[Point labeling dataset excerpts]
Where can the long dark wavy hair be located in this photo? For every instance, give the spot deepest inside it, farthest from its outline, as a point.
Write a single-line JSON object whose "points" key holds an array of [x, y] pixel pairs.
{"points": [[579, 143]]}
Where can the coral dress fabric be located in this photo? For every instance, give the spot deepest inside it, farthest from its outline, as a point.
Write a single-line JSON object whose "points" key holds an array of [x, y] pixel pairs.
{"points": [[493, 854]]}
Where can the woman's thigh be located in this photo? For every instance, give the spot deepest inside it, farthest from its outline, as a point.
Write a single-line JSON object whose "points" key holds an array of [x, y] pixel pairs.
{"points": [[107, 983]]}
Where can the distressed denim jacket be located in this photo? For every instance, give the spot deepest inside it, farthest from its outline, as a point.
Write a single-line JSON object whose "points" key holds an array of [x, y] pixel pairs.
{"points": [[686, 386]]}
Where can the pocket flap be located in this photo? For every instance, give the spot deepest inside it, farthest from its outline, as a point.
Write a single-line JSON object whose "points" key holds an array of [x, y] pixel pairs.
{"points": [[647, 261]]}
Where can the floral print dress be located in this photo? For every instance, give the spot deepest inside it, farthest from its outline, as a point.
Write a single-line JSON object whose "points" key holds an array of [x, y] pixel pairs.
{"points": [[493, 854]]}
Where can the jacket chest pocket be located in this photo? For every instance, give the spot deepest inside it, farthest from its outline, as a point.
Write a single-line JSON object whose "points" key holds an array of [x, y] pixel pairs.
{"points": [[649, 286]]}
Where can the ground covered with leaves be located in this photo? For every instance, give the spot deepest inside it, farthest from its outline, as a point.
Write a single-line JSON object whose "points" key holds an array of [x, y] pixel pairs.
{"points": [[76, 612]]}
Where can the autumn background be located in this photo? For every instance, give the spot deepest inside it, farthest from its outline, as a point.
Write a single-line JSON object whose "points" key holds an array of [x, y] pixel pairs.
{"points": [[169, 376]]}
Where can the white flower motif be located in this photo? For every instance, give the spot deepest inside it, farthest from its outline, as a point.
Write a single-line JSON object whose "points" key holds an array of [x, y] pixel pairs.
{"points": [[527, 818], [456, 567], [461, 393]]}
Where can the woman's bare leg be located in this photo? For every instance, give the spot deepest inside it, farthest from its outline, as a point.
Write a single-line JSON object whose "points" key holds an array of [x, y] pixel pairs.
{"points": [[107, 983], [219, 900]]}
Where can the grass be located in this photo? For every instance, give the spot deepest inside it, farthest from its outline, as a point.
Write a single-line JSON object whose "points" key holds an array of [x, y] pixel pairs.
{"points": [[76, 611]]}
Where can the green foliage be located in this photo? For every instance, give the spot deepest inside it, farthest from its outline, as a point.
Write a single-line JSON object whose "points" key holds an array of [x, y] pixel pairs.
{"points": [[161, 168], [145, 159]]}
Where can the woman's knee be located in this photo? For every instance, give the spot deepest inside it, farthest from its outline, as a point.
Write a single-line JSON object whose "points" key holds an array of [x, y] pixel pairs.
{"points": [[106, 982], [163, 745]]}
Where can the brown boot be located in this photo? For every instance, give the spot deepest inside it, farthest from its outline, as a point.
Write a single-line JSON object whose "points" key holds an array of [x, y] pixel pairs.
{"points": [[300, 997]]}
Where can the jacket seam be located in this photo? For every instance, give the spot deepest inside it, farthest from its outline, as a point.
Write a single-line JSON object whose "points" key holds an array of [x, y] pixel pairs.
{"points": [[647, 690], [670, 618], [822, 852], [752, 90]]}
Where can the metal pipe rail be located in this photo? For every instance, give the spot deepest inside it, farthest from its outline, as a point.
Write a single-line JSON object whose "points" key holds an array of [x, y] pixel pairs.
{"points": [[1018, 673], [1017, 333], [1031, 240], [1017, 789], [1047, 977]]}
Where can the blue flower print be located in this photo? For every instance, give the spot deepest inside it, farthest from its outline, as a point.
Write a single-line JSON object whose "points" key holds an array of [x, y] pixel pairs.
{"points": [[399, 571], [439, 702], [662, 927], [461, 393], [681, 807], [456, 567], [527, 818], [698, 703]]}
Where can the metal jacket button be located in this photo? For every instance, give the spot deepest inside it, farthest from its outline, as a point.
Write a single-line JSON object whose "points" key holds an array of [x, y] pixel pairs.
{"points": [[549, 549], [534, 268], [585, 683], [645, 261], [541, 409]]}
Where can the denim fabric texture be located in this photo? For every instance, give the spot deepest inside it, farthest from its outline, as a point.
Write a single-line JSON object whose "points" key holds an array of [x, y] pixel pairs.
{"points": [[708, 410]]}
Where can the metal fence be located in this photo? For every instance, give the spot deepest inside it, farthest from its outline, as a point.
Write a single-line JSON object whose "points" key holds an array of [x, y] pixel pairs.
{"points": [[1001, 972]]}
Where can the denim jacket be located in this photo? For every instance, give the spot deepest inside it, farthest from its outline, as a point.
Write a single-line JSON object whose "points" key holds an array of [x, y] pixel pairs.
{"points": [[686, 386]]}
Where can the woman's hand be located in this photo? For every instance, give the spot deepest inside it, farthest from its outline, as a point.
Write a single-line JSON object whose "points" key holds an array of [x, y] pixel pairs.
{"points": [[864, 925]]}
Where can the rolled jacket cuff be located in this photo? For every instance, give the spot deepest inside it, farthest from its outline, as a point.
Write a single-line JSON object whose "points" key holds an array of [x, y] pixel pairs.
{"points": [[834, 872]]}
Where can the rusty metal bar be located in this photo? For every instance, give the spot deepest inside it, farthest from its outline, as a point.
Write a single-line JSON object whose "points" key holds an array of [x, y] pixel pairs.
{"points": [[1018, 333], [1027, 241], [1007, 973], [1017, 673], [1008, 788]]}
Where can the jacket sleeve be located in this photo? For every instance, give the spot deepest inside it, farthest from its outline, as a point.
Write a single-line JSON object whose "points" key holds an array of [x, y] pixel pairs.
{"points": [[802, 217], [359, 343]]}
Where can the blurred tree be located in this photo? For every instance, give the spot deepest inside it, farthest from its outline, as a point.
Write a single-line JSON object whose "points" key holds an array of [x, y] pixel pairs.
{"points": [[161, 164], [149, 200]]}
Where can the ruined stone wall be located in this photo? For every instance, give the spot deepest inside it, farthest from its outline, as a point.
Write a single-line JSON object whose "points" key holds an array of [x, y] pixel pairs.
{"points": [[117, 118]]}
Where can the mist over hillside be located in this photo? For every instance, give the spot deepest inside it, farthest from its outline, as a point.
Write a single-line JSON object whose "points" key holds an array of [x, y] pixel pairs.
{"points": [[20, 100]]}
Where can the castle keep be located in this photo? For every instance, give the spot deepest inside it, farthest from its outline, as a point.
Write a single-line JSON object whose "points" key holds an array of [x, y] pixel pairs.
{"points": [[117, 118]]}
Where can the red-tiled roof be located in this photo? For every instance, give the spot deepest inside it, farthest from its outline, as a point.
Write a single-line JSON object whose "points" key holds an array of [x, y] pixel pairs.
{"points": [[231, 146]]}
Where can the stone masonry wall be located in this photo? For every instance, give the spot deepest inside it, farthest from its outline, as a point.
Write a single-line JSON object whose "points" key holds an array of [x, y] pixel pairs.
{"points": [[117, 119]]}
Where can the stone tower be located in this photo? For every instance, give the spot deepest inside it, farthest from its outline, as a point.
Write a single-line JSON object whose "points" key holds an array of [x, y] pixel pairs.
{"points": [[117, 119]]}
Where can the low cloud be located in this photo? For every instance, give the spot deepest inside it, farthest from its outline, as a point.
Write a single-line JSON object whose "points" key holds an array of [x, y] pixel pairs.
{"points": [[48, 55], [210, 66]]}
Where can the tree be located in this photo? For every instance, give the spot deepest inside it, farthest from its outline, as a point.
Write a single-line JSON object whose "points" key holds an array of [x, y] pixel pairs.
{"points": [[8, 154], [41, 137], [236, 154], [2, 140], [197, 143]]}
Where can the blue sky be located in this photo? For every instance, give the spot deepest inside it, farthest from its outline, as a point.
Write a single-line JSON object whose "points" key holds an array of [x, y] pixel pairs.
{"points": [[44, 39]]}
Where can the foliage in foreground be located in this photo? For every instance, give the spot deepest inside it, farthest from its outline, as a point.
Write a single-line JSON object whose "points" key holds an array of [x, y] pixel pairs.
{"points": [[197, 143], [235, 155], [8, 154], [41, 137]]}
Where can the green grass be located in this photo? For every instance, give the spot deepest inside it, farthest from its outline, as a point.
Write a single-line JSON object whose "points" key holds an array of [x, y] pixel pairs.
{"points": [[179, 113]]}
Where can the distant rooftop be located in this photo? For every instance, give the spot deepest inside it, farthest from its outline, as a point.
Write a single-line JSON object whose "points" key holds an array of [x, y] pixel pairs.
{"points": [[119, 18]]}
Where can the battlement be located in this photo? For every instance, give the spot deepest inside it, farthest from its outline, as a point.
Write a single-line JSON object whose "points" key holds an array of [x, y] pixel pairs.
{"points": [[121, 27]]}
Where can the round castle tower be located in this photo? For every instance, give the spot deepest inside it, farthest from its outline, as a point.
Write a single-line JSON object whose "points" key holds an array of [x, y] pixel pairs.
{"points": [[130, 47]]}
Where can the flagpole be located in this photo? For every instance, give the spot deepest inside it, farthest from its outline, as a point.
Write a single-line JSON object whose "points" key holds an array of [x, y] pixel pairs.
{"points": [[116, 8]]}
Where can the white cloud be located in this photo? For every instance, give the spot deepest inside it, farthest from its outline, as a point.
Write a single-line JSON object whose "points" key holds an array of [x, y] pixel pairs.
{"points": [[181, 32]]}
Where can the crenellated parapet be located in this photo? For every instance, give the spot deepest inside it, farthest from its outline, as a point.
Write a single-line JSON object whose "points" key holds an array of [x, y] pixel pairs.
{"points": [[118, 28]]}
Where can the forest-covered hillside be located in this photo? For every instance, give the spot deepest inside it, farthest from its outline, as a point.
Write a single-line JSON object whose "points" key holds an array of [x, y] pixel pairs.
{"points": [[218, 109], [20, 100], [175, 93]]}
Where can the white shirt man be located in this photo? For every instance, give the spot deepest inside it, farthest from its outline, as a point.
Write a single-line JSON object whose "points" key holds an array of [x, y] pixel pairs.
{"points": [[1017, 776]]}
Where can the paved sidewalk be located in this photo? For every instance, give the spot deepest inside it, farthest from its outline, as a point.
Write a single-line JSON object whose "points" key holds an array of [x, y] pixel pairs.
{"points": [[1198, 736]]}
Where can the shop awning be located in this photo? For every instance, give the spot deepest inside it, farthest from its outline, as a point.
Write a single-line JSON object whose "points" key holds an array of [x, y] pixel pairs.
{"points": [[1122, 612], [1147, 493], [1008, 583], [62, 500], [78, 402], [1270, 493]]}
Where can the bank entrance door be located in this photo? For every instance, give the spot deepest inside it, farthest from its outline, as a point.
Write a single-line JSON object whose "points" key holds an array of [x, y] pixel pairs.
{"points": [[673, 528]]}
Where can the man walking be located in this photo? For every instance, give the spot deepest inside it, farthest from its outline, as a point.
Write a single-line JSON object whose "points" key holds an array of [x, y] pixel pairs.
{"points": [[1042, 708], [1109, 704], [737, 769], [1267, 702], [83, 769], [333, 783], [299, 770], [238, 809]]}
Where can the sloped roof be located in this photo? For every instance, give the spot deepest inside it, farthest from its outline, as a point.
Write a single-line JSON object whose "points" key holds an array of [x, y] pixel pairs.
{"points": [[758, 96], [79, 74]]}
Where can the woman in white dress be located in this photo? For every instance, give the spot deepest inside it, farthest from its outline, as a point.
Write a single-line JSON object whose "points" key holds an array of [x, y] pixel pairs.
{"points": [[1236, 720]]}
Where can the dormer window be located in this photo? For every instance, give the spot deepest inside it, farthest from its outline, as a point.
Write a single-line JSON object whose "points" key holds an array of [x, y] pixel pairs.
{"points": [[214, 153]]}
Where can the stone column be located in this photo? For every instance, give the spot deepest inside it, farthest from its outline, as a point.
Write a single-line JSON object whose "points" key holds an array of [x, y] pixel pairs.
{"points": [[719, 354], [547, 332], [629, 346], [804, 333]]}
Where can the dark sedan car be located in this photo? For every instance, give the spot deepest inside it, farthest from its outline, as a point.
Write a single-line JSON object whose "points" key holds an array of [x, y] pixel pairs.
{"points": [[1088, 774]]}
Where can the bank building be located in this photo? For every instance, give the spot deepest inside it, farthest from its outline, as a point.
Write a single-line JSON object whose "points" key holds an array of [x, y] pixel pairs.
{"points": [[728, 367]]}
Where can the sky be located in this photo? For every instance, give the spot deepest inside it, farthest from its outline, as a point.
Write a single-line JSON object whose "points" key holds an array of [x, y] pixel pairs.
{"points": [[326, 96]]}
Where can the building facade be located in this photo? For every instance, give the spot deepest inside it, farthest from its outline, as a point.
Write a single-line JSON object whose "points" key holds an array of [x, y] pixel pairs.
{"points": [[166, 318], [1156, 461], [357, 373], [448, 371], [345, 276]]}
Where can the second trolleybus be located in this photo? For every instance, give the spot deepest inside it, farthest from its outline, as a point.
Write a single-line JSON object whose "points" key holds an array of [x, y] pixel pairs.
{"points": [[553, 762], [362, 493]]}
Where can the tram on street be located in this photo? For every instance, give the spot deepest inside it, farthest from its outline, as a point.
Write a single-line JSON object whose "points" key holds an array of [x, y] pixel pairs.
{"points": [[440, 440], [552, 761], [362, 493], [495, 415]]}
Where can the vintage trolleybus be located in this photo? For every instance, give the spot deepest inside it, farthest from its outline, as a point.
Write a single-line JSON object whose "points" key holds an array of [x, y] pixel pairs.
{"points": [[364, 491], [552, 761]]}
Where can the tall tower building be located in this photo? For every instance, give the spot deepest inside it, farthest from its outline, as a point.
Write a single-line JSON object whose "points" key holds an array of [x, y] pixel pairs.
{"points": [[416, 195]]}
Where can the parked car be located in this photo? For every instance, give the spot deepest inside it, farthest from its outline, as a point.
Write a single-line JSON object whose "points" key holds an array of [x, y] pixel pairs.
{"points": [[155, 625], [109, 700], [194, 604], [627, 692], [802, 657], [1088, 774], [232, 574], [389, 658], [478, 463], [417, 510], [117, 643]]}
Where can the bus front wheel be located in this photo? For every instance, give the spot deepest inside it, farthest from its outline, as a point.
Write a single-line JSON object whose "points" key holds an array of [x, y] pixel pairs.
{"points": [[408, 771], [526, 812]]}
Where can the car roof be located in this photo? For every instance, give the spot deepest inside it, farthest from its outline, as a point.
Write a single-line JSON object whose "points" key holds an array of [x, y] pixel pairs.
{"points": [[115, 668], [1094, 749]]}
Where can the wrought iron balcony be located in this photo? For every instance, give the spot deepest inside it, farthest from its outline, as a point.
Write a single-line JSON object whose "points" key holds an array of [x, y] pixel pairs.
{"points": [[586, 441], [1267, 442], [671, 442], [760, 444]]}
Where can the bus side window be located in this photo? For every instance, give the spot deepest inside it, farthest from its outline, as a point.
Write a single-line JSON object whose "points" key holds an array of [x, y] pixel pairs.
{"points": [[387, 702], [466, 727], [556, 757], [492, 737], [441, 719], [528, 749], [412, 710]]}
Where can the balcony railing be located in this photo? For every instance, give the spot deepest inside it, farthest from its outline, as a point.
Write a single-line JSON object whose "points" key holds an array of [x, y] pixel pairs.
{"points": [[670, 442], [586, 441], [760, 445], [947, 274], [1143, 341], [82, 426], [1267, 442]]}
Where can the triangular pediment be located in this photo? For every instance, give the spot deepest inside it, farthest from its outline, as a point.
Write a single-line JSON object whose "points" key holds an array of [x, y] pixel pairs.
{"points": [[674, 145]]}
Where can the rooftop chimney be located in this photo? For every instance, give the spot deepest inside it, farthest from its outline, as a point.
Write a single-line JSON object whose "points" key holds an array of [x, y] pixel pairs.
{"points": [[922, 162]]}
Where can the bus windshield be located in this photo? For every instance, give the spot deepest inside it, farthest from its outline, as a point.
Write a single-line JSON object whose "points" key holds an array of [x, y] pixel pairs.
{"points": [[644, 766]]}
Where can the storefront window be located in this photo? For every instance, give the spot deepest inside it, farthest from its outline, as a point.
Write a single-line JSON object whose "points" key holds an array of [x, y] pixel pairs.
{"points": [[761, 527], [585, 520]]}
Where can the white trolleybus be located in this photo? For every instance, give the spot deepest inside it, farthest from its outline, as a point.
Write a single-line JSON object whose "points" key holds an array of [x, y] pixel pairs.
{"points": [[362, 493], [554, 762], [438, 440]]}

* Task brief:
Take the line that contains "Where can the balcony" and each line after it down to the last of the records, and retype them exactly; add nothing else.

* Exercise solution:
Where can the balcony railing be located in this photo? For every instance, give the spot deepest inside it, farthest from its outline, as a point.
Write a single-line JSON object whose "points" key holds an array of [x, y] pixel pairs.
{"points": [[670, 442], [586, 441], [760, 445], [947, 274], [1143, 341], [82, 426], [1267, 442]]}
Where can the triangular pediment be located in this photo? For every instance, give the spot deepest inside it, farthest from its outline, as a point.
Write a single-line JSON object whose "points" key holds an array of [x, y] pixel pairs.
{"points": [[674, 145]]}
Where can the rooftop chimney be located in this photo? For every instance, give the spot deepest inside it, farthest from its outline, as a point.
Write a single-line JSON object whose "points" key holds an array of [x, y] pixel pairs.
{"points": [[922, 162]]}
Where can the bus windshield be located in this photo? For every instance, give the spot deepest inside it, farthest from its outline, as a point.
Write a single-line JSON object whose "points" key holds an array of [x, y] pixel pairs.
{"points": [[644, 766]]}
Where can the storefront window be located in this photo? For every instance, give the spot deepest inside it, farthest from its outline, as a point.
Write a single-line JSON object whose "points" key holds an array of [x, y] pixel pairs.
{"points": [[761, 527], [585, 520]]}
Where can the white trolleybus be located in this photo? For every instance, give the spot deepest inside it, farthest from its outline, as a point.
Write a single-line JSON object whose "points" key holds an array of [x, y] pixel pairs.
{"points": [[362, 493], [554, 762], [438, 440]]}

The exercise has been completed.